> [DOCUMENT]
^^^^^^^^
Boost logo

Ublas :

Subject: Re: [ublas] Matrix decompositions.
From: Nasos Iliopoulos (nasos_i_at_[hidden])
Date: 2013-05-28 11:41:18


Yes,
additionally with the boost transition to github we are planning to make
contributing to uBlas much easier. We would like though to stress
quality and find a way to define performance requirements
specifications. When the github repo (a fork of boostorg/ublas) is ready
(I hope I can have it ready this weekend) we will include instructions
on how to work with pull requests (to submit an algorithm or a small
bugfix for example), or in cases where larger involvement is required
maybe give access to the ublas development repo to ppl that want to
contribute.

-Nasos

On 05/28/2013 10:59 AM, Salman Javaid wrote:
> Are there any plans to integrate Karl's QR Decomposition
> implementation into Boost.uBLAS? I will be grateful for a response.
>
>
>
> Best Regards,
> Salman Javaid
>
>
> On Thu, May 16, 2013 at 7:06 AM, Karl Rupp <rupp_at_[hidden]
> <mailto:rupp_at_[hidden]>> wrote:
>
> Hi guys,
>
> I have a working implementation of QR for uBLAS in ViennaCL for
> about a year already:
>
> https://github.com/viennacl/viennacl-dev/blob/master/viennacl/linalg/qr.hpp
>
> Feel free to copy&paste and relicense as needed, I agree to
> whatever is necessary to integrate into uBLAS if of interest.
^^^^^^^^
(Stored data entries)
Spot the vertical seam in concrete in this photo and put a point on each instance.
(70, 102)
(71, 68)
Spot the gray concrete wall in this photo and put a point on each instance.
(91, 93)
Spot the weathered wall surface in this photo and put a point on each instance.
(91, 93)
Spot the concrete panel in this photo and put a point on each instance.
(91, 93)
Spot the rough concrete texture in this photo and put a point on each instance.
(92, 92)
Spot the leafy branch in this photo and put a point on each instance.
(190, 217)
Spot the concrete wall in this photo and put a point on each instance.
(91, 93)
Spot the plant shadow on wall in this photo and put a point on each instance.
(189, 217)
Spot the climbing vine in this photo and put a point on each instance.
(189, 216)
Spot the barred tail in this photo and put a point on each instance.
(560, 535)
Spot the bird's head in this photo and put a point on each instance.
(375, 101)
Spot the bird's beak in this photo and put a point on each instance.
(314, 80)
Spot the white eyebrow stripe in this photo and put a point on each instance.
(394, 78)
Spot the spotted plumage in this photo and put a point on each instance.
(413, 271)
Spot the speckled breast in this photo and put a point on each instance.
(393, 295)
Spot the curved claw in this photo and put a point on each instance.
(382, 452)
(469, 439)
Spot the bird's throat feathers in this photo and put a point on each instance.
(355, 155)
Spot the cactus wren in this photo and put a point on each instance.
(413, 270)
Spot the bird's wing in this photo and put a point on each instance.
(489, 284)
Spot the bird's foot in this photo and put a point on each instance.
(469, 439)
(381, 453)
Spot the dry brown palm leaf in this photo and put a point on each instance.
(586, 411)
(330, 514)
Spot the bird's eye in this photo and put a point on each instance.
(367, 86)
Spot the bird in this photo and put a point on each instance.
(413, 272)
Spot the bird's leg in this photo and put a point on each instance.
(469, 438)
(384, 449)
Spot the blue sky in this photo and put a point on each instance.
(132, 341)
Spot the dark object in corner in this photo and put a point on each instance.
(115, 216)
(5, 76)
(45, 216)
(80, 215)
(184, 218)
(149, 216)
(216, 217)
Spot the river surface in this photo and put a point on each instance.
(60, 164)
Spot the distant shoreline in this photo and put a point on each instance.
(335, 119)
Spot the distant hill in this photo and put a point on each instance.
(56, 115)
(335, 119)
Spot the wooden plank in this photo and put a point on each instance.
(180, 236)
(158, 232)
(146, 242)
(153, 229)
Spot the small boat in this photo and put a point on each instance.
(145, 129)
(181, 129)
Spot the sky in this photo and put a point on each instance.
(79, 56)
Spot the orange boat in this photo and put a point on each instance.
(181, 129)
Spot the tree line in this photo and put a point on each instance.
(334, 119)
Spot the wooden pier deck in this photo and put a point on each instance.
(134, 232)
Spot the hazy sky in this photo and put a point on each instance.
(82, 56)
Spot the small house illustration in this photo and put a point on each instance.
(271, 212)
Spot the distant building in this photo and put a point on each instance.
^^^^^^^^
> [REQUIRED ACTIONS]
1. Reproduce the uBLAS thread between "Date: 2013-05-28 11:41:18" and "contribute.", inclusive.
2. Answer these questions from the uBLAS thread:
(a) What is the planned github repo a fork of?
(b) Who asked whether Karl's QR Decomposition would be integrated into Boost.uBLAS?
(c) For how long has Karl Rupp had a working QR implementation for uBLAS in ViennaCL?
3. Extend the uBLAS thread, picking up after its last sentence.
These rows stand apart from the uBLAS thread.

> [RESPONSES TO THE TASKS]
1.
Date: 2013-05-28 11:41:18


Yes,
additionally with the boost transition to github we are planning to make
contributing to uBlas much easier. We would like though to stress
quality and find a way to define performance requirements
specifications. When the github repo (a fork of boostorg/ublas) is ready
(I hope I can have it ready this weekend) we will include instructions
on how to work with pull requests (to submit an algorithm or a small
bugfix for example), or in cases where larger involvement is required
maybe give access to the ublas development repo to ppl that want to
contribute.

2.
(a) boostorg/ublas
(b) Salman Javaid
(c) About a year

3.
>
> There is a bit of duplication for the ViennaCL types (requiring
> host<->GPU transfers) and the uBLAS types (operating in main RAM),
> yet it gives an idea how things can be implemented. It can
> certainly be improved here and there (more details on request),
> yet it addresses most of the points raised by Oswin. And it's
> faster than a standard LAPACK for sizes above ~1k times 1k.
>
> I recommend extracting the Householder reflections into a nice
> separate interface, since this functionality will also be needed
> for other algorithms like SVD or GMRES. As a nice side effect, it
> makes the implementation for QR more compact.
>
> Generally, in order to get *any* reasonable performance, one
> really needs to use matrix-matrix multiplications where possible
> in order to avoid the memory bandwidth bottleneck.
>
> Best regards,
> Karli
>
>
>
> On 05/16/2013 01:06 AM, oswin krause wrote:
>
> Hi,
>
> These are further good points!
>
> I also came up with a few new ones(and tips!):
>
> - QR needs pivoting. It's main usages are SVD and
> pseudo-inverses. In
> both cases the input does not necessary have full rank. Also
> pivoting
> helps for matrices with high condition numbers.
>
> - For the same reasons H was not formed explicitly, Q should
> not be
> formed. Instead there should be a version of the algorithm
> which does
> only return the reflection vectors forming Q.
>
> - For dense matrices at least, it is possible to do the QR
> in-place by
> storing the R part as lower triangular and the householder
> transformation vectors in the upper triangular. (That is very
> similar to
> how LU is implemented).
>
> - The best sources for algorithmic information are the LAPACK
> working notes.
> http://www.netlib.org/lapack/lawns/
>
> In your case lawn114 sems to be the most relevant, even though it
> assumes a fast BLAS3.
>
> Greetings,
> Oswin
>
>
> On 16.05.2013 05:32, Nasos Iliopoulos wrote:
>
> That's not a bad start.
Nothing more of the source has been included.